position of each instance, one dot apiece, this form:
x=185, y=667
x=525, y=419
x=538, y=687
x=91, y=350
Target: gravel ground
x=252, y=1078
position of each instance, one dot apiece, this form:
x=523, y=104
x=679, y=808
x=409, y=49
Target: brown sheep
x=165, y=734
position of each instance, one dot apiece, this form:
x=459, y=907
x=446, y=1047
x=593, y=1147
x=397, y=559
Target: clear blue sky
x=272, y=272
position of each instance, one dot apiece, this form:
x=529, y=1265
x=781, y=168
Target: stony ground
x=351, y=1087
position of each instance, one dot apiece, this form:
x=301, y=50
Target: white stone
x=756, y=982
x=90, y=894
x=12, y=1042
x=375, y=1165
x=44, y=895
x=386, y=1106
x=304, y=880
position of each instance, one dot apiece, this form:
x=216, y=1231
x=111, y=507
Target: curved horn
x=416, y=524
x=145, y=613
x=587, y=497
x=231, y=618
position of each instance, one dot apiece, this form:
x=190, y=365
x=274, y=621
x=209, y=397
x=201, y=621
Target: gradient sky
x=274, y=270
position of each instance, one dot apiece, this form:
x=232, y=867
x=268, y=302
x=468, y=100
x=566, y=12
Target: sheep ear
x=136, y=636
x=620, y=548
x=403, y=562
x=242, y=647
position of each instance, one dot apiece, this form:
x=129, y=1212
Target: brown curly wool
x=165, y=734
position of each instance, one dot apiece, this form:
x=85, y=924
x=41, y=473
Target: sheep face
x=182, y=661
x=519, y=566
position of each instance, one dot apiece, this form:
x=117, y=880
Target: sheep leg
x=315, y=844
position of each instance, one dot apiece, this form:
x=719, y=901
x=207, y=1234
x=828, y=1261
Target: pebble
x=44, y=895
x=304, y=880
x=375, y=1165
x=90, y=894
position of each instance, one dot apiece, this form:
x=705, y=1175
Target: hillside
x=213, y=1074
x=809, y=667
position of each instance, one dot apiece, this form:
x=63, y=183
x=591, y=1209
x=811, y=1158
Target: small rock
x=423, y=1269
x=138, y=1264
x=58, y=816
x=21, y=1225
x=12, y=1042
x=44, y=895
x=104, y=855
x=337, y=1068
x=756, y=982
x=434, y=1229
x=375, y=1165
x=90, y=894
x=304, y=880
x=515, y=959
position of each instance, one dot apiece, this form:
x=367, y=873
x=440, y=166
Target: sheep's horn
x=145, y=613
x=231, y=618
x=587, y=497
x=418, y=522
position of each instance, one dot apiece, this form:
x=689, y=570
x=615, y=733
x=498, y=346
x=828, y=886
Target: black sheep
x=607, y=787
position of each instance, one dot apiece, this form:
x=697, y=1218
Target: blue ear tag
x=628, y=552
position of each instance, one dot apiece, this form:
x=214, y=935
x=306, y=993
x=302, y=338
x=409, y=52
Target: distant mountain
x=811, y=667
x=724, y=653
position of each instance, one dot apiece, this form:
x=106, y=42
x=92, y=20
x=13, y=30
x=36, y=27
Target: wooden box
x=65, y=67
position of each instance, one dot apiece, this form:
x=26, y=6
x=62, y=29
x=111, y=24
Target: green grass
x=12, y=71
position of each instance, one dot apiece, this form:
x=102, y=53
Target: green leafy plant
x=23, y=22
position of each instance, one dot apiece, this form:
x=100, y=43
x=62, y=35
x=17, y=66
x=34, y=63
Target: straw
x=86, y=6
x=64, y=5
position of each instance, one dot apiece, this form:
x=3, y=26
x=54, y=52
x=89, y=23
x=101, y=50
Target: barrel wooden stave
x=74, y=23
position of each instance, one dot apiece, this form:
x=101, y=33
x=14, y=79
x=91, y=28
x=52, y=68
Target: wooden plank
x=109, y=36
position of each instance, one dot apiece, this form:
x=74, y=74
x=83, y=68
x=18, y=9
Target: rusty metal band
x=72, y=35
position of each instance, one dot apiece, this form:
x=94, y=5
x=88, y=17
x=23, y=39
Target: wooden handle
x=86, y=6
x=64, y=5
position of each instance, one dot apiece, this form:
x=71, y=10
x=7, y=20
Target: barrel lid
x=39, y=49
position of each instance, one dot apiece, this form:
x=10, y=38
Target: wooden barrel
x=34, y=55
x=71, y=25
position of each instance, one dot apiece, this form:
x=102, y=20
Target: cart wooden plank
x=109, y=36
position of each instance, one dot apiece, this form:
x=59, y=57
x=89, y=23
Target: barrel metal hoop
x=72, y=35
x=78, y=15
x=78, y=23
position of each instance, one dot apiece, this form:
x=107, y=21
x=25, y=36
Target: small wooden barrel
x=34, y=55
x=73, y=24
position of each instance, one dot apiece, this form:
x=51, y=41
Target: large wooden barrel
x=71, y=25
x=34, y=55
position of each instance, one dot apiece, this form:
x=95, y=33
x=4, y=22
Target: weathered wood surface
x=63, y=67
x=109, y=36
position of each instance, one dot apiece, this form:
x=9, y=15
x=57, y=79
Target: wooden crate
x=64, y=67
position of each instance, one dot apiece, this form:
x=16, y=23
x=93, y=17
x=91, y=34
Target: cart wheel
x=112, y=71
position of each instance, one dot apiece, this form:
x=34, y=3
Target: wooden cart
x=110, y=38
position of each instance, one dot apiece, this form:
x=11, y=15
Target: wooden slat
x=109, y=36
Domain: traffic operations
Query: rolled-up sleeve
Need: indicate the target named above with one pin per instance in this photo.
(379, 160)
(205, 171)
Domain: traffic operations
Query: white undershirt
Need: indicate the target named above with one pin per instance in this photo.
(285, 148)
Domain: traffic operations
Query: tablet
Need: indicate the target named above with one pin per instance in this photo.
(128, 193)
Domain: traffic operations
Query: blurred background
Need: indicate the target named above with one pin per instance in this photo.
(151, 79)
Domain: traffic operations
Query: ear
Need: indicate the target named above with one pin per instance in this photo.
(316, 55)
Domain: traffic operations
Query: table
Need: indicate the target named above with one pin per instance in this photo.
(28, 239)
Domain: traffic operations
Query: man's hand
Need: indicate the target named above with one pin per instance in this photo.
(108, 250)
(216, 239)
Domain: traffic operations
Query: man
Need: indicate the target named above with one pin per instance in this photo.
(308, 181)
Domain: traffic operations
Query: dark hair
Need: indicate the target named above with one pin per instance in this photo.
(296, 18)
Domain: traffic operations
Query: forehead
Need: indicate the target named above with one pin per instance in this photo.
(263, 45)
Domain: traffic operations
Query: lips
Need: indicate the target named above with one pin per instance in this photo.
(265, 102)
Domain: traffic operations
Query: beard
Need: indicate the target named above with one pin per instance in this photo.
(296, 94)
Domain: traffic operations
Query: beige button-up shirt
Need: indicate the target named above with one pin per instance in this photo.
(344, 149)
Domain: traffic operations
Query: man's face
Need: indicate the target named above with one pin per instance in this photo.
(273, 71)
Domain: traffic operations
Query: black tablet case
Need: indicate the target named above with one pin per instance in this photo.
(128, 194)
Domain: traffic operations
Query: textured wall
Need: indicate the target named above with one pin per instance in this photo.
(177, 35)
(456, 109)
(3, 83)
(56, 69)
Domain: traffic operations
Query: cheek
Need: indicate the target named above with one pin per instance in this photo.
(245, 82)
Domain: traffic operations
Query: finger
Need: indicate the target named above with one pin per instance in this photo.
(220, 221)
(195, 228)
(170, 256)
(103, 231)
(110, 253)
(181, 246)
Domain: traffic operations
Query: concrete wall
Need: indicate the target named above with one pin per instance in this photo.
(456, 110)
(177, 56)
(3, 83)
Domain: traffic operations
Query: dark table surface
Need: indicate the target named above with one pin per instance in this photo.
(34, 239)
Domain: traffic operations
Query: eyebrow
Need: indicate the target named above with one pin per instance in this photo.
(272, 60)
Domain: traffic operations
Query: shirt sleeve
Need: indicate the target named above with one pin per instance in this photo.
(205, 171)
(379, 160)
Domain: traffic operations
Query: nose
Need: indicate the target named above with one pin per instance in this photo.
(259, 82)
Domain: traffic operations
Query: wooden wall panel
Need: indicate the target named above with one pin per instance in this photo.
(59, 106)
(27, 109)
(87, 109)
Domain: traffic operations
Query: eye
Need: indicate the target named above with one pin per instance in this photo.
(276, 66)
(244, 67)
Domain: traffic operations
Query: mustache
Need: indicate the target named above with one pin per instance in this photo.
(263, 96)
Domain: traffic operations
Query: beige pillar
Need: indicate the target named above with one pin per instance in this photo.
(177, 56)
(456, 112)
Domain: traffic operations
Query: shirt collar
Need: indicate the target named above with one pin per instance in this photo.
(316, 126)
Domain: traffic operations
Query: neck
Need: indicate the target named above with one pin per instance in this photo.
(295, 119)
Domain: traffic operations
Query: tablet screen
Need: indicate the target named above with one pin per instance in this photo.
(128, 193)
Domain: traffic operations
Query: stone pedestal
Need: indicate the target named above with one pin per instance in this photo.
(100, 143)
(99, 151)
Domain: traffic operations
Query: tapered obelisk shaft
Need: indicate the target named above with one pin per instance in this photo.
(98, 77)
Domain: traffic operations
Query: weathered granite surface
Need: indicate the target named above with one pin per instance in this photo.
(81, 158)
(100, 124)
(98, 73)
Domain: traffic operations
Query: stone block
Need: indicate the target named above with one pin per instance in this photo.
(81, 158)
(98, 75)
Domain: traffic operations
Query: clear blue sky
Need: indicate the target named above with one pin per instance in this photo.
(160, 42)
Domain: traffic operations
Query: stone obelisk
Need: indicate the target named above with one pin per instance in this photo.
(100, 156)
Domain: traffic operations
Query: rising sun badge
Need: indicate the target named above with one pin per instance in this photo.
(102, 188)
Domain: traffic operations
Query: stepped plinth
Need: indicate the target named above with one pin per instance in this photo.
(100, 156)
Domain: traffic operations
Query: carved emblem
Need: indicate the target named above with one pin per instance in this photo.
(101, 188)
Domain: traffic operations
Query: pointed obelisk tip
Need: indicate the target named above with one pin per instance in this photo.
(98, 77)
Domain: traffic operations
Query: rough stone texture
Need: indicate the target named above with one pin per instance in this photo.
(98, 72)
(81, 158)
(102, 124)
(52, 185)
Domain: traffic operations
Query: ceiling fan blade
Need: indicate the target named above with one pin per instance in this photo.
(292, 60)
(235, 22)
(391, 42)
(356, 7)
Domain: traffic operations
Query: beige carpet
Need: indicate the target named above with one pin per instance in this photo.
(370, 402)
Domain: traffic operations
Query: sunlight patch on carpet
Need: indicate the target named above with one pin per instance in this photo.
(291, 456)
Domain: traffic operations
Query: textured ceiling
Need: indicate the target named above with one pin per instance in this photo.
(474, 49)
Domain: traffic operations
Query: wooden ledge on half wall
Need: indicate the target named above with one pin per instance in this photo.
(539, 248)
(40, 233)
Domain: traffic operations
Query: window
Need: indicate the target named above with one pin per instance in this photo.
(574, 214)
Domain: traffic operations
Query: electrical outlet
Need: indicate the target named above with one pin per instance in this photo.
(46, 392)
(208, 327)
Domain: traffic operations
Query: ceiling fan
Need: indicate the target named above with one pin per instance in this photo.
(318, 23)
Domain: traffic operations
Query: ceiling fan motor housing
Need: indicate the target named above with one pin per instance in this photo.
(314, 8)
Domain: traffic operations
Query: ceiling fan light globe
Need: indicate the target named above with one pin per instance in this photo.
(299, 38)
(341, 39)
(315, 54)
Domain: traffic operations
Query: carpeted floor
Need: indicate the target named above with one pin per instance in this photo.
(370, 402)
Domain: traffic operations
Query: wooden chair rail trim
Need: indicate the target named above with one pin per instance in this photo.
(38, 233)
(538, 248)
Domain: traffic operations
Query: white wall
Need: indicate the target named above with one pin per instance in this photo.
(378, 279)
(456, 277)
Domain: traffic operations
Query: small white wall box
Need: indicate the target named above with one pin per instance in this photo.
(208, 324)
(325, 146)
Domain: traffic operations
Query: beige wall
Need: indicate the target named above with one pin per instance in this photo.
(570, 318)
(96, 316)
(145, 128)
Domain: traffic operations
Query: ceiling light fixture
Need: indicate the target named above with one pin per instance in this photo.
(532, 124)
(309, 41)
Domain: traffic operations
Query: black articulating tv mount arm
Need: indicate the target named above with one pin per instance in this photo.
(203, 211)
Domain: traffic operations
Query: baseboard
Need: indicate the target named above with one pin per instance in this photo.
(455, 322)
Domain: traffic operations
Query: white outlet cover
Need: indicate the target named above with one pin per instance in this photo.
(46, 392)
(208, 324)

= = =

### [TASK BRIEF]
The lines needed are the ones from the first line of the entries through the line that contains "x=397, y=559", given again without any change.

### [EXPECTED ANSWER]
position of each instance, one dot apiece, this form:
x=185, y=667
x=525, y=419
x=538, y=687
x=91, y=350
Target: gravel ground
x=252, y=1078
position of each instance, one dot apiece, this form:
x=523, y=104
x=679, y=808
x=409, y=49
Target: brown sheep
x=165, y=734
position of each instance, one dot apiece, this form:
x=459, y=907
x=446, y=1047
x=593, y=1147
x=397, y=559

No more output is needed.